**TASK INPUTS:**
** START **

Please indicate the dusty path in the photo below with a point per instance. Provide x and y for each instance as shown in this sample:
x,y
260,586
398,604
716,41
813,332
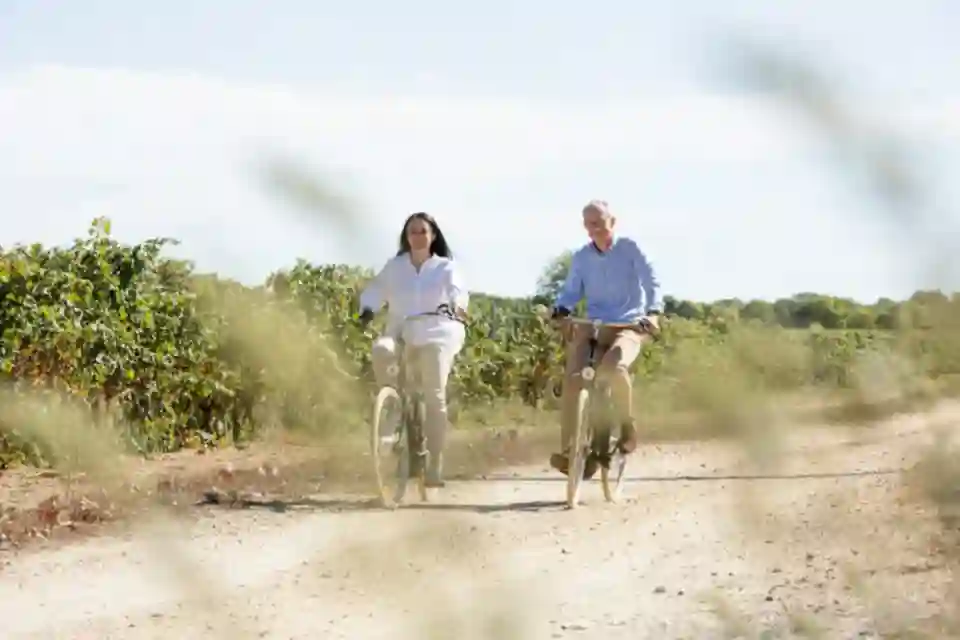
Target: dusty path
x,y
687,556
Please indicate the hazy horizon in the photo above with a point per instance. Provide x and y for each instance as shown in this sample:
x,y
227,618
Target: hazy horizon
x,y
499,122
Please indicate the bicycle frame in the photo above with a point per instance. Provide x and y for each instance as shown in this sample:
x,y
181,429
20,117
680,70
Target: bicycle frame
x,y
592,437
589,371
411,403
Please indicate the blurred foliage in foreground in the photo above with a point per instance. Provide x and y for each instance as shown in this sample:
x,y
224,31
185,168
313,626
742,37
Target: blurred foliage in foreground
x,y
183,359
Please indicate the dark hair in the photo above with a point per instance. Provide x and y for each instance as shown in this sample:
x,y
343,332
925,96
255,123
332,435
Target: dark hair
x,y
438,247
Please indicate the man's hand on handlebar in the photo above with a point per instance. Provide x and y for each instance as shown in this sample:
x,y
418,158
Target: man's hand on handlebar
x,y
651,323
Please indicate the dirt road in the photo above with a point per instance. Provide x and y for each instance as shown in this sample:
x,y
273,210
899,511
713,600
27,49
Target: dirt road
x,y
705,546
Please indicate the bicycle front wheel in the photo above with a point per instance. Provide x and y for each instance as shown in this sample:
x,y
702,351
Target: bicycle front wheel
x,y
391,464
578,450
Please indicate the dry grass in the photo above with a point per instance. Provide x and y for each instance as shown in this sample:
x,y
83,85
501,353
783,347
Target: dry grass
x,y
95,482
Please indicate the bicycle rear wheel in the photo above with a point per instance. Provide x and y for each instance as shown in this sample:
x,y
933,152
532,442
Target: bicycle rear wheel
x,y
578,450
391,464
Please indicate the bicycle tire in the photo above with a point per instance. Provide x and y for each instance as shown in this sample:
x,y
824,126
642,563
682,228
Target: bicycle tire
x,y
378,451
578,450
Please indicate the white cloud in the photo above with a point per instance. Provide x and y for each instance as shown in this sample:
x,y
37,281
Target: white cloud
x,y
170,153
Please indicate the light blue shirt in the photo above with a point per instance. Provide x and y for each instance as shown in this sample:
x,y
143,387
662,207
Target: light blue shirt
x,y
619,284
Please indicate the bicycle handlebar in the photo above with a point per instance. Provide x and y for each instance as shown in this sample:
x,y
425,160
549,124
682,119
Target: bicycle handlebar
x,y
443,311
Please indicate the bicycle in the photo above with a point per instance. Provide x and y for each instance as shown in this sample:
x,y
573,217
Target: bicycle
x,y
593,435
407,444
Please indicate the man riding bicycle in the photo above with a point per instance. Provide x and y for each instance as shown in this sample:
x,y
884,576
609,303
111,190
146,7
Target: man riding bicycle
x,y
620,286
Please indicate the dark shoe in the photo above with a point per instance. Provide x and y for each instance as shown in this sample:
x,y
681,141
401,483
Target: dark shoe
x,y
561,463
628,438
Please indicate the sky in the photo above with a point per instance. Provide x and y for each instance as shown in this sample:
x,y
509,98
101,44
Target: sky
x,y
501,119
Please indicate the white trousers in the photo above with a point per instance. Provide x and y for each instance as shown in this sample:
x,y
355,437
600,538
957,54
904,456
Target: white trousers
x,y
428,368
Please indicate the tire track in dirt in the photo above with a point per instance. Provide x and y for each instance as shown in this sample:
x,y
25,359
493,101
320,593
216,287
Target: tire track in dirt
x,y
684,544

** END **

**JOB:** Edit the items above so that each "indicate" becomes "mark" and everything else stays the same. Leave out the pictures when you give the items again.

**EXPECTED ANSWER:**
Please mark the dusty path in the photo below with a point per instance. Provide x and y for each instance as shown in this sample:
x,y
260,586
398,604
716,41
813,332
Target: dusty path
x,y
687,556
Please mark the hazy horizon in the photo above with a point per instance. Provide x and y for each instance as shown in this sample:
x,y
227,618
Target: hazy horizon
x,y
499,122
Please mark the bicycle frame in the photo above with a point per instance. Provide x and y for each instance as shown in this sample:
x,y
181,429
20,117
680,70
Target: bicycle frame
x,y
592,437
589,371
411,403
Please mark the blurred foliage in foreground in the photo above with a point per instance. Provide x and y for each instance as shown in this sample:
x,y
224,31
185,168
313,626
742,37
Target: blurred foliage in foreground
x,y
183,359
Please mark the dark hair in the photo above with a point per instance. Provide x and y for each instance as shown in this sample:
x,y
343,332
925,96
255,123
332,435
Target: dark hair
x,y
438,247
Please mark the man's hand on handlebar in the photo above with a point per instance. Provide x and y for each instance as shown in this sample:
x,y
418,158
Target: man's hand on handlebar
x,y
651,323
Please mark the dirt road in the photo above with a point per instance. Provide x and y for each instance as shown in this sample:
x,y
273,210
899,511
713,600
27,49
Target: dirt road
x,y
705,546
Please mark the bicycle front wheel in the photo above with a point per instance. Provide x and y for each instance as shown in this sample:
x,y
702,351
Target: bicycle front wheel
x,y
391,464
578,450
Please mark the dry grass in the photo above with a point per instance. Provide x and y for each instance as shown in this sample:
x,y
83,85
501,353
783,347
Target: dry grass
x,y
95,482
Please mark the bicycle rear wheel in the photo above with a point per instance. Provide x and y for each instance as shown in this sample:
x,y
933,152
532,442
Target: bicycle rear wheel
x,y
578,450
391,464
Please mark the bicycle tire in the photo above with a point per instance. Provide x and y for each instance as shown in this sample:
x,y
824,126
642,563
682,228
Target: bicycle tire
x,y
378,451
578,450
Please mark the white cloud in the photo above with a point per instance. Provide x and y for each instance as shown in this sample:
x,y
37,281
Target: white cloud
x,y
170,153
Please mark the light blue shirt in the photo above with a point per instance. Provide x and y for each instance as shown in this sample:
x,y
143,387
662,207
Target: light blue shirt
x,y
619,284
Please mark the bicycle handlebar in the photo above with a point per instance. Provide x and y for each instance as shown in this sample:
x,y
425,160
549,124
682,119
Target: bicycle handlebar
x,y
443,311
Please mark the bicycle in the photo above with a point per instance. Provide x and y for each instance as shown in this sample:
x,y
573,217
Target: bicycle
x,y
593,435
407,444
Please mark the man riding bicycle in the photo above with a point per instance. Provide x and y for each instance as shown in this sample:
x,y
884,576
609,303
111,190
146,7
Target: man riding bicycle
x,y
620,286
Please mark the dark shoe in the photo above with a point per instance. Provide x and y for each instance as shown in this sample:
x,y
681,141
401,483
Target: dark shoe
x,y
561,463
628,438
Please mark the sky in the photo above with a point per instance. Provide x and y for each instance as shown in this sample:
x,y
509,98
101,44
Target: sky
x,y
501,119
Please mark the white trousers in the photo above with a point per instance. Provide x and y for each instance as shown in this sample:
x,y
355,437
600,538
957,54
904,456
Target: white trousers
x,y
428,368
Please mark the tire track in dirt in the photo above with a point per instance. Provide x and y for each instance as shown in this sample:
x,y
25,359
493,101
320,593
216,287
Target: tire track in dirt
x,y
684,544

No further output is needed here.